A team led by UA researcher Michael Worobey has found an answer to why so many young, healthy people died from influenza in a 1918 pandemic that killed 3 percent to 5 percent of the world’s population.
The flu was unusually fatal to people ages 20 to 40 years old, peaking at age 29 — an unusual impact for a disease that generally kills mostly the very young and the elderly.
Worobey and his fellow researchers found that the older population in 1918 had been exposed to an earlier, similar version of flu that provided some immunity to the emerging version.
Those 20 to 40 years old, meanwhile, had been exposed in childhood to a totally different form of the virus that provided no immunity to the 1918 strain.
“Our findings suggest that better understanding of how initial exposure shapes lifetime immunity may enhance the prediction and control of future (influenza) pandemics and seasonal epidemics,” the researchers wrote in a paper published Monday in the Proceedings of the National Academy of Sciences.
Worobey, who specializes in reconstructing the genetic trees of viruses such as influenza and AIDS, said the study adds to, but doesn’t replace, the standard view that flu is most dangerous for infants and the elderly.
It argues for an additional consideration for the types of immunity achieved in childhood by contact with similar viruses.

____________

# Your instructions:
Pick up the article on why the 1918 flu killed so many young adults after its last sentence and write what comes next. The rows that follow have nothing to do with the article on the 1918 flu.

____________

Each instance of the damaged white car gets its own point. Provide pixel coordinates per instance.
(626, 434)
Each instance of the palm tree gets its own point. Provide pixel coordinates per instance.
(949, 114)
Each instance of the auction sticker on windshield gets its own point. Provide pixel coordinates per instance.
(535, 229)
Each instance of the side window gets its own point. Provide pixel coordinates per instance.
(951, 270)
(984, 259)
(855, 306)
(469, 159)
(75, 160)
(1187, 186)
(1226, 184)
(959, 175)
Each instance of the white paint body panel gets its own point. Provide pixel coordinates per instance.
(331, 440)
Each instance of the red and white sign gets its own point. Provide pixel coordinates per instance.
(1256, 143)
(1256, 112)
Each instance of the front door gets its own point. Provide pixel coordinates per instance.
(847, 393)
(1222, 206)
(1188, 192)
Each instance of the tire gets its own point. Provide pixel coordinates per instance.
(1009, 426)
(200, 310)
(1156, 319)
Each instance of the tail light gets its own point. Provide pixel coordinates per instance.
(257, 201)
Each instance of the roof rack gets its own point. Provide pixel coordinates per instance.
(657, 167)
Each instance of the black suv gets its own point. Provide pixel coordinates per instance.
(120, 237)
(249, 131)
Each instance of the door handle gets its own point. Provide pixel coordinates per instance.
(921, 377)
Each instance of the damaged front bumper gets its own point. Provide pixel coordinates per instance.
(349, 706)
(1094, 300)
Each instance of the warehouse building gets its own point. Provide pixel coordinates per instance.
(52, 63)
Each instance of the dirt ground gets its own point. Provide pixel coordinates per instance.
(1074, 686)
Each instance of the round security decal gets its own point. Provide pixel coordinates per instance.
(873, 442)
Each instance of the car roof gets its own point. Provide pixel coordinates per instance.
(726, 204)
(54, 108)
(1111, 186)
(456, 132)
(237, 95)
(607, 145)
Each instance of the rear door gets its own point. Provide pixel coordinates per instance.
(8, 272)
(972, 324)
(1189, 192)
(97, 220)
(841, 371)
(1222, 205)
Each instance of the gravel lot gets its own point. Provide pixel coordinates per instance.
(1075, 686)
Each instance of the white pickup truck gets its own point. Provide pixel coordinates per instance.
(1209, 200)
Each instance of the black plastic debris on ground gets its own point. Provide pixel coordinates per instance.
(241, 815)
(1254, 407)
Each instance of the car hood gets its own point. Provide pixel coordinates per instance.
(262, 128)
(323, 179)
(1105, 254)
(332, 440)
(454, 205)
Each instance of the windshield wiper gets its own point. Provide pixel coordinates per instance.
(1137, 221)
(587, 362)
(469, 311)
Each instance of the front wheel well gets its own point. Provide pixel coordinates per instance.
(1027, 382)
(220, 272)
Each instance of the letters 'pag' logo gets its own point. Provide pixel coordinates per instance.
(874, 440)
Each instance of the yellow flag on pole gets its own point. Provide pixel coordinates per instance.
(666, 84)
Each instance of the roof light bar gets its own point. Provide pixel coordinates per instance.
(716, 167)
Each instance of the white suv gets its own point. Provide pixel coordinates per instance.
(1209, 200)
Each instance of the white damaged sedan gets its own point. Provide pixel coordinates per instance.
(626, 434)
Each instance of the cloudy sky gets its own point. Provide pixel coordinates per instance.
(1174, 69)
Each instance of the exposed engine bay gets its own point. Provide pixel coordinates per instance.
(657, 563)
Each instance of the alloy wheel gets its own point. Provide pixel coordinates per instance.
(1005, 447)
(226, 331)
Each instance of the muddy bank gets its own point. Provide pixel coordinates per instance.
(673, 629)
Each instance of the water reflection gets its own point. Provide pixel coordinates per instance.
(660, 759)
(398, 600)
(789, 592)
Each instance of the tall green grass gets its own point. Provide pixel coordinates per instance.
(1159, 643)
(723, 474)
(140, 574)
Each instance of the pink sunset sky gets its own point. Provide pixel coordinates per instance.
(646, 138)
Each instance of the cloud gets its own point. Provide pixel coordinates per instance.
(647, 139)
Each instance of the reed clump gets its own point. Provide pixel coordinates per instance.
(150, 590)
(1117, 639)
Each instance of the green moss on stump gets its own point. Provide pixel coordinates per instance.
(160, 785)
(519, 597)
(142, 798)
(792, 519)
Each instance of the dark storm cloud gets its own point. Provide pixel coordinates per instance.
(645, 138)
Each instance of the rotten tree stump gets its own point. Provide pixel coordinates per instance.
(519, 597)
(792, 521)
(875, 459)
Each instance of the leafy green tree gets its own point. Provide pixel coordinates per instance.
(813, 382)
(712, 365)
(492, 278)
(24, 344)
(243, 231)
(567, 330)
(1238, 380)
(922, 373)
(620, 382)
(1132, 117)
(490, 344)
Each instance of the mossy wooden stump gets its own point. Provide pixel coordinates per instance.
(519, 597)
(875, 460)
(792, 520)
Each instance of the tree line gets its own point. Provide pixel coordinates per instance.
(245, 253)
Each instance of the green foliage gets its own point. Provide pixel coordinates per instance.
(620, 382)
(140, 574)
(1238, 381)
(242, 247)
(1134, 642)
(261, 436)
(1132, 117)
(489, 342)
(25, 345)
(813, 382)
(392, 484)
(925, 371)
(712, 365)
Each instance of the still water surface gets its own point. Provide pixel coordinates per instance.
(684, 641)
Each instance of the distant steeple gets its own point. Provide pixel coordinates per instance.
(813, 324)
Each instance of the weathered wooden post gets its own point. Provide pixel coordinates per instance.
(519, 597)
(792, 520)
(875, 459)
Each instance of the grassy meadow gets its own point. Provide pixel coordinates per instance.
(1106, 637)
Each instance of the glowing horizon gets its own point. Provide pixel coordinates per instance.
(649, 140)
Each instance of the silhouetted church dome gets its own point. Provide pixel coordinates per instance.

____________

# Written reply:
It could be that the most important question health officials should be asking is not how virulent a particular strain of flu is, but how incompatible it is to the immunity afforded different populations because of previous exposure, Worobey said.
In 1918, the population at peak risk, born between 1889 and 1893, had been exposed in childhood to a totally different virus, H3N8, that provided them no antibodies to the H1N1 strain.
Children are always at risk, Worobey said, because they have not had any exposure to flu and hence no antibodies that would protect against them.
The elderly with compromised health also remain susceptible to pneumonia and other subsequent infections, but in 1918 and other instances, they had much lower mortality rates.
“Maybe the first infection of childhood sets them up for a lifetime of fighting off similar viruses,” Worobey said in an interview Monday.
Maybe we should stop talking about the severity of new flu strains and talk more about “mismatched immunity,” he said.
Worobey said he expects his research will aid predictions of emerging strains of flu and the search for a universal influenza vaccine that would provide broader immunity than the seasonal ones created each year for specific strains.
“Universal vaccines might actually work,” he said.
The paper concludes that the 1918 influenza strain began as an avian virus that jumped to humans sometime around 1907.
It later jumped into pigs, re-emerging most recently as the 2009 “swine flu” pandemic.
Worobey, a professor of ecology and evolutionary biology at the University of Arizona, along with UA colleague Guan-Zhu Han and Andrew Rambaut, a professor at the Institute of Evolutionary Biology at the University of Edinburgh, used a mixture of genetic detective work and documentary research to pinpoint the evolution of the 1918 influenza strain.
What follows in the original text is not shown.